Document |
**********

2018-02-20 03:02:16 UTC | DEBUG | dd.collector | config(config.py:1177) | Loaded disk
2018-02-20 03:02:16 UTC | DEBUG | dd.collector | config(config.py:1177) | Loaded network
2018-02-20 03:02:16 UTC | DEBUG | dd.collector | config(config.py:1177) | Loaded agent_metrics
2018-02-20 03:02:16 UTC | INFO | dd.collector | config(config.py:973) | Fetching service discovery check configurations.
2018-02-20 03:02:16 UTC | ERROR | dd.collector | utils.service_discovery.sd_docker_backend(sd_docker_backend.py:123) | kubelet client not initialized, cannot retrieve pod list.

Steps to reproduce the issue:

  1. Create a new cluster
  2. Deploy the dd-agent.yml as documented

Describe the results you received:

Infrastructure host info in Datadog console reports:

Datadog's kubernetes integration is reporting:
Instance #initialization[ERROR]:Exception('Unable to initialize Kubelet client. Try setting the host parameter. The Kubernetes check failed permanently.',)
antoinepouille commented 6 years ago

Hi,

Thanks for reaching out about this issue! It seems like we are already investigating this on one of our support tickets, so we will take back investigation and be coming back to you through this ticket.

Regards

poswald commented 6 years ago

Based on your documentation I'm trying to configure the certificates.

This error message is quite misleading because this seems to be the real error:

2018-02-20 03:02:16 UTC | ERROR | dd.collector | collector(kubeutil.py:209) | Failed to initialize kubelet connection. Will retry 0 time(s). Error: [SSL: CERTIFICATE_VERIFY_FAILED] certificate verify failed (_ssl.c:661)

But that's not the one you end up showing to the user.

Doing something like this from the agent's pod gives a warning about self-signed certificates...

root@dd-agent-5rp7j:/# curl -v  --cacert /host/etc/kubernetes/cert/kubelet.pem     https://10.132.135.141:10250/healthz

I think that's basically the same as the error message being reported by the python/requests library.

I have no idea what pem file I could pass to it to make it happy.

antoinepouille commented 6 years ago

This may be caused by the way Bluemix is signing certificates. They may not be signed correctly to allow access to the kubelet from the agent's pod. We will have to reproduce the setup, and check the validity of the certificates there. Please bear with us while we do so. If we can make sure of this, we will then contact them.

**********

Records of labeled points |
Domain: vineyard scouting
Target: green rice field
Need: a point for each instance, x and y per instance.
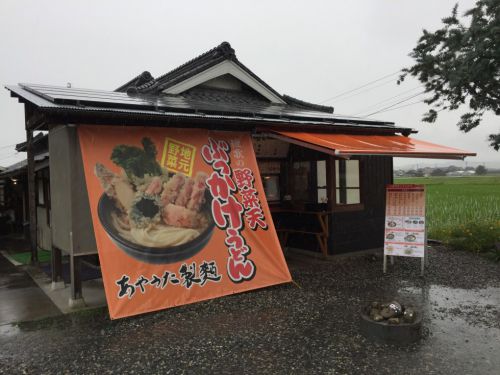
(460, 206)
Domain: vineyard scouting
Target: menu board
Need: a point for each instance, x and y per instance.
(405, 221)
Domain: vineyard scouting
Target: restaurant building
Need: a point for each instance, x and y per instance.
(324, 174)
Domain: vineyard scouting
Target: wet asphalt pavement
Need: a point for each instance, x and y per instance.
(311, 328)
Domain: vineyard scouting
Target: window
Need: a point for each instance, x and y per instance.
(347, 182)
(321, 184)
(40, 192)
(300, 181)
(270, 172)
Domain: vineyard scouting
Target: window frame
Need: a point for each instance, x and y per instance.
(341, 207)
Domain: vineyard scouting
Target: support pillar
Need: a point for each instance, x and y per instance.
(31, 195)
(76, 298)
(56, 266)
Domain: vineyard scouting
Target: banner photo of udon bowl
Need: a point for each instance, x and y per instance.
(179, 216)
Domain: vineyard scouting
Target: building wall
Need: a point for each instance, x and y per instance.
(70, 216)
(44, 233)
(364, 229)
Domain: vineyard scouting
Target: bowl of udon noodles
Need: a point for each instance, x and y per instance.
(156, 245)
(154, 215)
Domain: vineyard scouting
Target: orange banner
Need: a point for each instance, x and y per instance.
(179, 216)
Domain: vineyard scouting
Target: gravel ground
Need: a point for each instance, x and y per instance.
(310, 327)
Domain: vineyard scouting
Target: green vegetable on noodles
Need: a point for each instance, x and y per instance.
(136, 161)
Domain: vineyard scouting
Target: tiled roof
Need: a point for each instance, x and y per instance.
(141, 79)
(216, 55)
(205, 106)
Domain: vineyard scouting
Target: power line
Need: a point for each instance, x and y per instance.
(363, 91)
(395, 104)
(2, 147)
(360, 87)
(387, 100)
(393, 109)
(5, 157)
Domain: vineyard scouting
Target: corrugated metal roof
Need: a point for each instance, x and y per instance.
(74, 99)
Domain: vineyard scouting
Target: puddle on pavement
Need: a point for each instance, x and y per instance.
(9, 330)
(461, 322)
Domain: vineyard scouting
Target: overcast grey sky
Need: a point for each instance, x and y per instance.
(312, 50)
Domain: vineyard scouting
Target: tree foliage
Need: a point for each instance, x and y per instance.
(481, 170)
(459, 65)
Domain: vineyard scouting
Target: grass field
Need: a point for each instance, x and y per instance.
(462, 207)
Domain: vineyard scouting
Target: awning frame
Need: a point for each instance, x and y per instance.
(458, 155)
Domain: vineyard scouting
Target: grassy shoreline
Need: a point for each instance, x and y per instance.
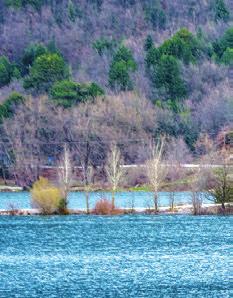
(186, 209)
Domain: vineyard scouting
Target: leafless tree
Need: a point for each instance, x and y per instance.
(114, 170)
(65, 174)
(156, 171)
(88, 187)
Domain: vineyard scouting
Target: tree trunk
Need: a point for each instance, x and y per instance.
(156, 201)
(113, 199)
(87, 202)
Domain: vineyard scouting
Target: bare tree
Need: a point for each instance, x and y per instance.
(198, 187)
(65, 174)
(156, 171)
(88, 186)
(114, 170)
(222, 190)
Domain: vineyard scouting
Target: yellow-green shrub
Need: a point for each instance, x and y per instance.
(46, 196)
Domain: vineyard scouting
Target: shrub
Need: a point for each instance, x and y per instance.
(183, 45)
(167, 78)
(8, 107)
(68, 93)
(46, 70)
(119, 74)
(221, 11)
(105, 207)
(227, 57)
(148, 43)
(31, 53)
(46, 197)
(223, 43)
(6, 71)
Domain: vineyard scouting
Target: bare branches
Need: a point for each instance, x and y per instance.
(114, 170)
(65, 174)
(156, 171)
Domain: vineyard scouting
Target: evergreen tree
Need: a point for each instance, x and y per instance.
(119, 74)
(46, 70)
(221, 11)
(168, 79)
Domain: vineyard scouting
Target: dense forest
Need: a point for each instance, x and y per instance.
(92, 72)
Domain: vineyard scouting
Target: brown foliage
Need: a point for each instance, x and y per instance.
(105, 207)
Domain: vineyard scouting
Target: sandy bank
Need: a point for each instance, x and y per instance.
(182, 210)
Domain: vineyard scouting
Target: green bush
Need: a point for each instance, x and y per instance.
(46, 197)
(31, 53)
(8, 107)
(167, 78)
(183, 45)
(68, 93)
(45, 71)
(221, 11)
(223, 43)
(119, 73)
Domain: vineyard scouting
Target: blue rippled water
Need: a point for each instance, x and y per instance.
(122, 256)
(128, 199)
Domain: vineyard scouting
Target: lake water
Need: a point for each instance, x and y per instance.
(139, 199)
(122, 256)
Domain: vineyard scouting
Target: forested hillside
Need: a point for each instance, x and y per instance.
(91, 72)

**********

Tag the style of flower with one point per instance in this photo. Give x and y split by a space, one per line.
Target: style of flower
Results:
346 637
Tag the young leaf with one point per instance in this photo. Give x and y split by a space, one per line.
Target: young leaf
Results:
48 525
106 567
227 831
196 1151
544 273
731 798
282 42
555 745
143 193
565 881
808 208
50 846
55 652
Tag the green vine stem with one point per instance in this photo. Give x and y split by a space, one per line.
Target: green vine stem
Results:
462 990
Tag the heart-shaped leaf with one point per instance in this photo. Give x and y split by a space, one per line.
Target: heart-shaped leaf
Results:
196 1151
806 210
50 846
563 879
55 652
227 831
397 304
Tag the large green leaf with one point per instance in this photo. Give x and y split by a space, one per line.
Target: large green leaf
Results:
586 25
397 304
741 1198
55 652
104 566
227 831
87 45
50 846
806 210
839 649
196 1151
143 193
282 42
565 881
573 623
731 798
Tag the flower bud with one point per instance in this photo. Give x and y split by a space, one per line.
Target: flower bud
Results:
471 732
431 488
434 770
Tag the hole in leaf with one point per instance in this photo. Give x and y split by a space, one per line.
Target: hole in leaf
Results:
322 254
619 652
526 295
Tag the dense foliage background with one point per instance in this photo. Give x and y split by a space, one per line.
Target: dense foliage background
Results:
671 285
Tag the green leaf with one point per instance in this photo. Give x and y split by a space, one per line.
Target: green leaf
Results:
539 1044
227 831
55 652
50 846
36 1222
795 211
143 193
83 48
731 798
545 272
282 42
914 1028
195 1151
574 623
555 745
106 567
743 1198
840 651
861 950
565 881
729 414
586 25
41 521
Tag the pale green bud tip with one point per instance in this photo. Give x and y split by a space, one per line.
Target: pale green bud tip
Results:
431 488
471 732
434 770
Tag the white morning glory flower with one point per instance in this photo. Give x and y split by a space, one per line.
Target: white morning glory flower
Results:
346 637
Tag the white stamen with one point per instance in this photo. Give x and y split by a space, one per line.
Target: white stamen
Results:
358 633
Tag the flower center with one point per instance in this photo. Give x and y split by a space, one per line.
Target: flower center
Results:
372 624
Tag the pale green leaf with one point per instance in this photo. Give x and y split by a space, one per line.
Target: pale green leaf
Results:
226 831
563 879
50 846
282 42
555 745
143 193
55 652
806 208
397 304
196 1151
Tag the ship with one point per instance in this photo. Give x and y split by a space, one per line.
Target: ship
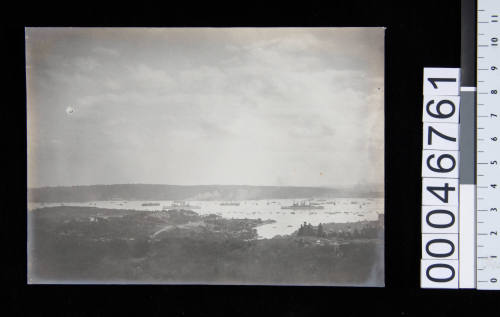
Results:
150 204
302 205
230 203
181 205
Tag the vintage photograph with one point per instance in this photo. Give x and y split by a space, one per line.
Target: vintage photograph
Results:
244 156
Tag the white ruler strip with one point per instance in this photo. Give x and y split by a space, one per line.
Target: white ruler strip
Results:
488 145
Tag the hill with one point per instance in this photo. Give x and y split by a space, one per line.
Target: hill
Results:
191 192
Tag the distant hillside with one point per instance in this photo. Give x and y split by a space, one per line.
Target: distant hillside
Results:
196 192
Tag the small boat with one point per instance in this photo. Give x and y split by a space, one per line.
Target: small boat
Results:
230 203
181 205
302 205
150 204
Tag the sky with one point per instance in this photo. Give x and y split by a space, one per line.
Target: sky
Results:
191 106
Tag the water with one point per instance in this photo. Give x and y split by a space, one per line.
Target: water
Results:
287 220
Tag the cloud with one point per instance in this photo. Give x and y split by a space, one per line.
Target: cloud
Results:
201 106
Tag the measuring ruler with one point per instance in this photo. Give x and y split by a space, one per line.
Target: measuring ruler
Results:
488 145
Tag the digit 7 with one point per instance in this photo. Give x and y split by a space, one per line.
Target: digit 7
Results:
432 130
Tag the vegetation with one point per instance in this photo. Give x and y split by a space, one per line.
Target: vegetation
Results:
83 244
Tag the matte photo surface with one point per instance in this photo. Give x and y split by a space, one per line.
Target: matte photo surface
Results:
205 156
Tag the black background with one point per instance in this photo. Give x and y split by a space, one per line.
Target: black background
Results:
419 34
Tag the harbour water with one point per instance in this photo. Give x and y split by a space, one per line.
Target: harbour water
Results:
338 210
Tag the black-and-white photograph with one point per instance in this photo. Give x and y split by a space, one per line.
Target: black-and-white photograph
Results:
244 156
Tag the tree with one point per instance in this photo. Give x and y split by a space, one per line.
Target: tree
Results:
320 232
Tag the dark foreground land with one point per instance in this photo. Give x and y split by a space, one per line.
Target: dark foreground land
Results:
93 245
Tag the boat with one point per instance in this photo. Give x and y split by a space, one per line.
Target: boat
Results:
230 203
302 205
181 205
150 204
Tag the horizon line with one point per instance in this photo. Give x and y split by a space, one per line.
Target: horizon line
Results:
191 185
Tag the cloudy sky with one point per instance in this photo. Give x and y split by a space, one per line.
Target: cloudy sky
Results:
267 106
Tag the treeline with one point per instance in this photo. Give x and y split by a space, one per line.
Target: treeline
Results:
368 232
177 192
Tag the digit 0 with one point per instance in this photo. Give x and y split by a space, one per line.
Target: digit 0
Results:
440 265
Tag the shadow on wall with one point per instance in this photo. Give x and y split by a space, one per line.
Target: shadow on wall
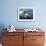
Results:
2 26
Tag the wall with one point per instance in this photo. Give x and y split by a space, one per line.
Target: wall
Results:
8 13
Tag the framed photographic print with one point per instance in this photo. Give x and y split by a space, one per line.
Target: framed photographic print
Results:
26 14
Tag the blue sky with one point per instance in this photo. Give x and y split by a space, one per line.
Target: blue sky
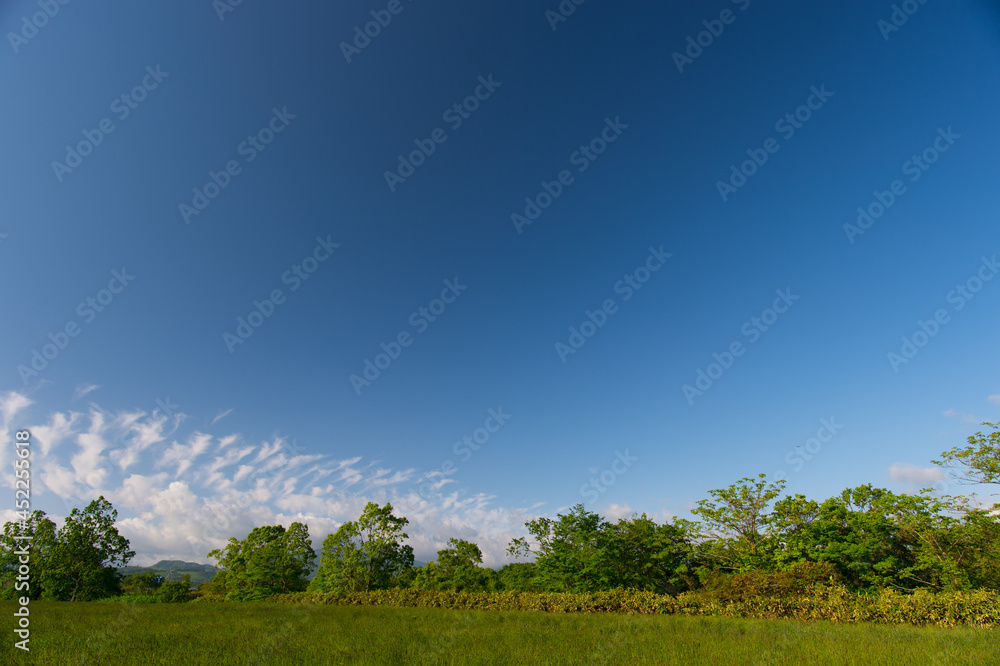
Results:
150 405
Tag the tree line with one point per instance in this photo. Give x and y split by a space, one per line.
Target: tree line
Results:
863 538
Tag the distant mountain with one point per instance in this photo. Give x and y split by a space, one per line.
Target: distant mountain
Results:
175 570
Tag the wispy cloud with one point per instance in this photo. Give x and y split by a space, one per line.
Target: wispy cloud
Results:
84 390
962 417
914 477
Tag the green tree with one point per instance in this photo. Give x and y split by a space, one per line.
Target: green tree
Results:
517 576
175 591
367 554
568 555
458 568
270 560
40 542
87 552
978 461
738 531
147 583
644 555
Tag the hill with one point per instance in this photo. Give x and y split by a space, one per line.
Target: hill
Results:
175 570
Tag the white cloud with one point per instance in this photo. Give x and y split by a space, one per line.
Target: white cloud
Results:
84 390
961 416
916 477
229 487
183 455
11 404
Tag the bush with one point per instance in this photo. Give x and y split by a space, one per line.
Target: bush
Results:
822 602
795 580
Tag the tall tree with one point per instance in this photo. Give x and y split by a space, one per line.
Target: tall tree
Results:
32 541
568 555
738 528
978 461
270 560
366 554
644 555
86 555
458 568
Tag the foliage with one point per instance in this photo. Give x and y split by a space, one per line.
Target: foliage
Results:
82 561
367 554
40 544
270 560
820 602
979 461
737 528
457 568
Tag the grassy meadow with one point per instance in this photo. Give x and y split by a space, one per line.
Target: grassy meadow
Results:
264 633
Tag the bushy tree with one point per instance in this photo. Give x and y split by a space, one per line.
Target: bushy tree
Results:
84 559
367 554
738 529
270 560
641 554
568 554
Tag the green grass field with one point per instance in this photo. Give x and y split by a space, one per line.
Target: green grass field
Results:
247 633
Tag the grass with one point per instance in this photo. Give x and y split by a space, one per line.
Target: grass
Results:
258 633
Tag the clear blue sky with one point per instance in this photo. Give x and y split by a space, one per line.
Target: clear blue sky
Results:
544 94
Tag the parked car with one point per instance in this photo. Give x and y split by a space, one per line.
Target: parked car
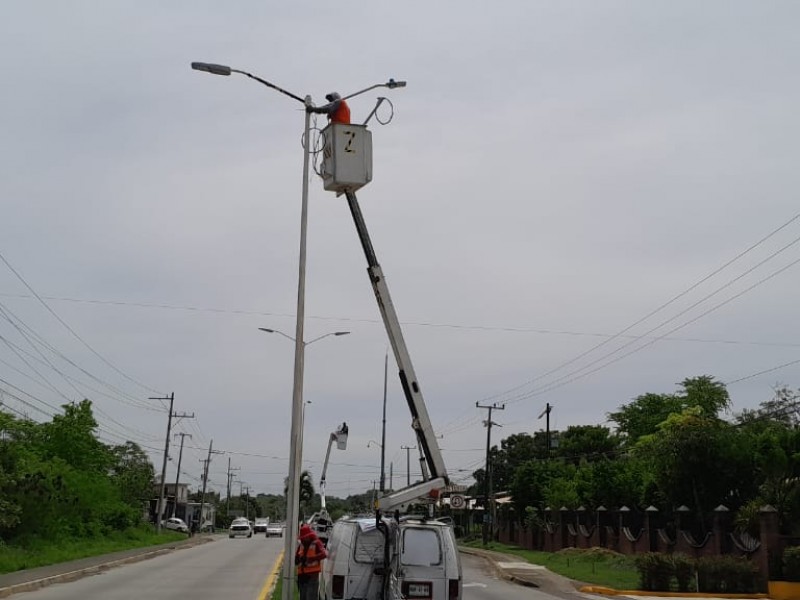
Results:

**********

Given request A |
Pick out each line of the records that contains the string "strip", matching case exactly.
Given request B |
Write the next part of the issue thread about the Datadog agent's kubelet certificate error, picking up after its final sentence.
The text and the records were drawn from separate sources.

Task result A |
Tag the white ruler strip with one point per instance in this photo. Give x and y split by a space, one per line.
Target: white ruler strip

Task result B |
We will continue to update you about this in the support ticket we have been using.

irabinovitch commented 6 years ago

We've shared this issue with the IBM Cloud team. Hopefully they'll chime in soon as well.

xvello commented 6 years ago

If running inside a pod, the kubelet's certificate is validated against the cluster root CA, mounted in /var/run/secrets/kubernetes.io/serviceaccount/ca.crt. Could you try to validate this with curl?

irabinovitch commented 6 years ago

@poswald Did @xvello 's suggestion work?

JulienBalestra commented 6 years ago

Thanks for you patience while we are looking into this!

The problem can occur from different sources:

The Pod /run/secrets/kubernetes.io/serviceaccount/ca.crt is provided by the hyperkube controller-manager --root-ca-file flag.

It's not mandatory for the kubelet to use certificates from the same PKI as the controller-manager.

The kubelet can be started with different configurations:

1. TLS: By setting the kubelet's appropriated flags --tls-cert-file and --tls-private-key-file to certs issued from various PKI. If the PKI is the same as the --root-ca-file everything is fine. Otherwise you must provide an additional certificate authority to establish a HTTPS connection with the kubelet.

2. Self-signed: If none of --tls-cert-file and --tls-private-key-file are set, the kubelet will generate self-signed certificates into the --cert-dir: /var/lib/kubelet/pki by default.

As a note: Kubernetes CSR: Set the kubelet --bootstrap-kubeconfig flag to request a client certificate from the API server and then store them to the --cert-dir. The kubelet will submit a CSR and when it's approved, the certificates will be issued by the controller-manager. The controller-manager will use the flags --cluster-signing-cert-file and --cluster-signing-key-file and they can be are different from the --root-ca-file.

This is added as a note as it manages only communication between the kubelet client and the API server, not between te kubelet server API (e.g. /pods) and the pods client.


In order to check if your configuration correctly matches one of those two, you can run this:

curl -v --cacert /run/secrets/kubernetes.io/serviceaccount/ca.crt \
  https://${status.nodeIP}:10250 \
  -H "Authorization: Bearer $(< /run/secrets/kubernetes.io/serviceaccount/token)"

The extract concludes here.